• _Gekozen fragment_

|  |
In de derde en vierde eeuw waren de christelijke kerkvaders de belangrijkste schrijvers. In de volgende eeuwen kregen we de schrijvers van encyclopedieën die alles wilden bewaren tijdens de afbraak van het Romeinse rijk. Sommigen kenden Grieks maar allen beheersten Latijn. Via een omweg hadden ze toegang tot de Latijnse teksten: de Griekse werken waren vaak in het Syrisch vertaald, vandaar naar het Arabisch, dan naar het Hebreeuws en van hieruit naar het Arabisch of Latijn. Zo hebben de Arabieren invloed gehad op de Middeleeuwse gedachtewereld.
Middeleeuws christelijk
Voor het Middeleeuws christelijke denken waarbij dieren zijn betrokken, vormden Aristoteles en Plinius het uitgangspunt. Voorbeelden (cursief weergegeven) zijn de volgende.
Aristoteles zegt dat elk dier zijn oor kan bewegen, maar de mens kan dit niet: Dan zal de mens het Goddelijke gebod, wat het oor hoort, onveranderlijk in zijn ziel en in zijn hart hebben.
Elk dier kan zijn onderkaak bewegen, met uitzondering van de krokodil: De tong, die niet breed en niet smal is, die is lieflijk, die kan de mens strevend dragen. Daaronder is te verstaan dat de mens spaarzaam zal zijn met woorden want veel praten is vaak niet zonder schade. Hij zal ook niet geheel zwijgen als een stomme of een hond die niet blaffen kan. De ogen der mensen staan in verhouding, tot de grootte der mensen, dichter bij elkaar dan de ogen van andere dieren. Evenzo zullen in ons het verstand het verlangen naar God en onszelf dicht bij elkaar staan.
Volgens Aristoteles heeft elk dier met een ruige staart een kleine kop en grote mond: Zo zijn ook de staarten van de vorsten lang, want vele dienaren volgen hen, en is het hoofd (dat is het verstand) klein, maar hun mond (dat is de vreetlust) groot.
Een dier met twee horens heeft geen boventanden maar wel twee magen: één van voren waarin het voedsel het eerst binnenkomt; de ander ligt meer naar achter. Een dier zonder horens heeft maar één maag, zoals de mens en de leeuw. Uit de overvloed van vochtigheid en dampen in het lijf van een dier groeit het haar. Van de overvloed aan vochtigheid in het eten komt de overvloed aan vochtigheid in het lijf. En zon dier dat veel vet heeft, is weinig vruchtbaar: Gelijk zo zijn de mensen die vet zijn, die doen weinig goeds. Dat komt omdat ze hun zinnen op zo grote rijkdom gezet hebben dat ze God noch zichzelf erkennen.
Aristoteles zegt dat dieren met veel haren en vogels met veel veren een sterke geslachtsdrift hebben en veel zaden. Hoe meer het vet in een dier toeneemt, des te sterker neemt het bloed in een dier af. De mens met veel bloed veroudert snel net zoals graan met teveel vochtigheid. Elk sterk behaard dier heeft dikvloeiende zaden: Net zo kan iemand die steeds in wellust van het vlees leeft geen bijzondere werken doen.

• _Gegevens voor het labelen van punten op foto's_
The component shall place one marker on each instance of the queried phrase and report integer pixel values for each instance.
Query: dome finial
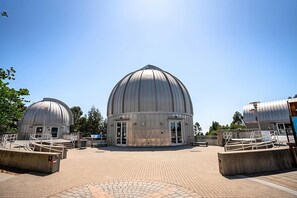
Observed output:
(151, 67)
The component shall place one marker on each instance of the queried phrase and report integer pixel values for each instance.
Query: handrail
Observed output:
(267, 139)
(8, 138)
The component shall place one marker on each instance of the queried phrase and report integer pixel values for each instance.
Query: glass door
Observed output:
(281, 129)
(54, 131)
(176, 132)
(121, 133)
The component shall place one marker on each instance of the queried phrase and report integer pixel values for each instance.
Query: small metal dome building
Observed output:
(49, 116)
(272, 115)
(149, 107)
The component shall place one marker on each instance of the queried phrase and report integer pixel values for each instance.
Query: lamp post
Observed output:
(45, 110)
(255, 110)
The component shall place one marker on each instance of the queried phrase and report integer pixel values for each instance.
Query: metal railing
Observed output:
(257, 140)
(8, 138)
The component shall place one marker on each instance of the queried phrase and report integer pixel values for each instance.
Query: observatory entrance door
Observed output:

• _Wat gevraagd wordt_
Beantwoord met behulp van het fragment over middeleeuws denken over dieren:
(a) Wie waren in de derde en vierde eeuw de belangrijkste schrijvers?
(b) Welk dier kan zijn onderkaak niet bewegen?
(c) Hoeveel magen heeft een dier zonder horens?

• _Uitgewerkte opgave_
(a) De christelijke kerkvaders.
(b) De krokodil.
(c) Eén, net als de mens en de leeuw.